- WHAT YOU HAVE TO DO
Rewrite every one of the entries below, changing "A colleague" to "My coworker" and keeping everything else the same.

- DATASET ENTRIES
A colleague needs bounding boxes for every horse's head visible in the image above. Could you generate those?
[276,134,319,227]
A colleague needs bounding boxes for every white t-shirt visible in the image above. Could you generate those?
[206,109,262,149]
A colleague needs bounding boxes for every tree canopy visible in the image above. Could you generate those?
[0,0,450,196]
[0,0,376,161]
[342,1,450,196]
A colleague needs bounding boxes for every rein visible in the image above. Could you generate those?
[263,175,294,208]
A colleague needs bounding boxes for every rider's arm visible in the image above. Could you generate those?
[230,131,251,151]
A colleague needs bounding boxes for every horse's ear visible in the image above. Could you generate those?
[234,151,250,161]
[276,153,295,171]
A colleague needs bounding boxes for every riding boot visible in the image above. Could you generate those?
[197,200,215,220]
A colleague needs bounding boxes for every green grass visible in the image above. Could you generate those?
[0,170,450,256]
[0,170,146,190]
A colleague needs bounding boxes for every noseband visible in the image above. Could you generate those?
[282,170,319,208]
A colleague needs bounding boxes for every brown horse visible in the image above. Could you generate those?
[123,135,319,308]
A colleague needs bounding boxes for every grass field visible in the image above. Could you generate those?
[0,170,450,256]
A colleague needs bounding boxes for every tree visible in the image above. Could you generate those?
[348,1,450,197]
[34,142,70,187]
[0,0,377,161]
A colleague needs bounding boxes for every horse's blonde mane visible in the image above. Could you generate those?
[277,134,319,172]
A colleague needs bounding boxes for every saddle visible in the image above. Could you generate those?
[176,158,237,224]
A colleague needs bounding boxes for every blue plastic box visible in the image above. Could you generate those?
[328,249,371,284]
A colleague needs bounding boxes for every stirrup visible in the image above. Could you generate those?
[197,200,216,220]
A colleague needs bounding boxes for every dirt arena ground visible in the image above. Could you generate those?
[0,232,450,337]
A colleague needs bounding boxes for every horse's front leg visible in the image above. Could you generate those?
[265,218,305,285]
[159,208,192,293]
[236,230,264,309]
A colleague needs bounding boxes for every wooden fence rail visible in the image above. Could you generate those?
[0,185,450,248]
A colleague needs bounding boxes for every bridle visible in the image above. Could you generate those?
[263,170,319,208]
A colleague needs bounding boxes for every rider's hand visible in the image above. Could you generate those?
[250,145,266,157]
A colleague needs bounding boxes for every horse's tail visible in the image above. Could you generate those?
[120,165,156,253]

- RESULT OF THIS EXERCISE
My coworker needs bounding boxes for every horse's head visible in the image above. Could you generate those?
[276,134,319,227]
My coworker needs bounding boxes for every white t-shirt visible in the image above. Could you generate those?
[206,109,262,149]
My coworker needs bounding boxes for every tree canopy visible in the image above. Could you generate those?
[0,0,450,196]
[0,0,376,161]
[342,1,450,196]
My coworker needs bounding boxes for every rein visible in the image above. Could you generate those?
[263,175,294,208]
My coworker needs bounding boxes for every rider's arm visible in the image above. Could you generate those?
[230,131,251,151]
My coworker needs bounding boxes for every horse's ear visible in the image above. Could you generate those?
[234,151,250,161]
[276,153,295,171]
My coworker needs bounding boxes for every riding boot visible in the image above. Could you generate those?
[197,200,215,220]
My coworker needs bounding boxes for every green grass visible in the image above. Could you generate those?
[0,170,450,256]
[0,170,146,190]
My coworker needs bounding boxes for every noseband visible in the image above. Could you generate those?
[282,170,319,208]
My coworker needs bounding boxes for every brown horse visible in the image above. Could you generate those?
[123,135,319,308]
My coworker needs bounding boxes for every grass field visible in the image above. Could you generate those?
[0,170,450,256]
My coworker needs bounding boxes for every tree visible in the image above. Could you generate those?
[348,1,450,197]
[34,142,70,187]
[0,0,377,161]
My coworker needs bounding boxes for every horse's blonde mane visible in the image above. Could you generate those?
[277,134,319,172]
My coworker needs bounding boxes for every saddle visible in the image above. Could you generate those?
[176,158,237,224]
My coworker needs bounding boxes for every blue plastic box visible in the image above. Could you generate those?
[328,249,371,284]
My coworker needs bounding boxes for every stirrup visible in the image above. Could you generate those?
[197,200,216,220]
My coworker needs bounding boxes for every dirt arena ground visible in the image above. Could you generate those?
[0,232,450,337]
My coworker needs bounding boxes for every horse's front leg visible in the image above. Could you generate those?
[265,218,305,285]
[159,208,192,293]
[236,230,264,309]
My coworker needs bounding boxes for every wooden fence rail visible in the image above. Could you generate those?
[0,185,450,248]
My coworker needs bounding boxes for every bridle visible in the image above. Could you generate those?
[263,170,319,208]
My coworker needs bounding boxes for every rider's hand visible in the image above. Could you generate those?
[250,145,266,157]
My coworker needs bounding boxes for every horse's tail visible in the image above. Could you generate those?
[120,165,156,253]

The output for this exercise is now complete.